• Text zur Analyse:
____

Tanzt mit mir den heißen Klima-Cha-Cha-Cha!

Klimaschutzgesetz Im Umgang mit der Klimakrise führen Wissenschaft, Politik und Industrie immer wieder einen eigenartigen Tanz auf. Das ließ sich kürzlich wieder gut beobachten
Ausgabe 26/2021
Aktivisten der Klimagruppe „Extinction Rebellion“ in Berlin am 15. Juni
Aktivisten der Klimagruppe „Extinction Rebellion“ in Berlin am 15. Juni

Foto: Tobias Schwarz/AFP/Getty Images

Es ist doch eine ziemlich eigenartige Choreografie, bei der man Wissenschaft, Politik und Industrie in Endlosschleife zuschauen kann. Die Wissenschaft verkündet besorgniserregende Erkenntnisse, die Politik reagiert viel zu spät mit viel zu kleinen Maßnahmen und die Industrie beschwert sich dann trotzdem darüber. Also muss die Wissenschaft noch mehr besorgniserregende Erkenntnisse verkünden, und so geht das munter immer weiter. Die verlässliche Abfolge ist, wenn man so will, ein sauber einstudierter Cha-Cha-Cha. Cha – warnen, Cha – dösen, Cha – maulen.

Gerade ließ sich das wieder schön am Beispiel Klima beobachten. Zuerst schockt der Weltklimarat: Erwärmt sich das Weltklima um zwei Grad, werden 420 Millionen Menschen zusätzlich dem Risiko von Hitzewellen ausgesetzt. Bis zum Jahr 2050 laufen zudem acht bis achtzig Millionen Menschen zusätzlich Gefahr, Hunger zu leiden – abhängig davon, wie hoch die Treibhausgasemissionen sein werden. Selbst wenn die sinken sollten, werden der Zusammenbruch ganzer Ökosysteme, Wasser- und Nahrungsknappheit und die Verbreitung von Krankheiten immer schneller zunehmen. Was die Forschenden auch noch schreiben: Die Erde kann sich von all dem erholen, die Menschen nicht. Jeder „Bruchteil eines Grads Erwärmung“ zähle nun, um das Schlimmste abzuwenden. Cha!

____

• Deine Aufgabe: Welche Verben weist der obige Text über den Klima-Cha-Cha-Cha den einzelnen „Cha“-Schritten zu? Zähle sie in der Reihenfolge auf, in der sie dort stehen.

____

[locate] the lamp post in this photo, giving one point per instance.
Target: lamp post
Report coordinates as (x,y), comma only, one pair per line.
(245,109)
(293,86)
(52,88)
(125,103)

____

• Antwort: warnen, dösen, maulen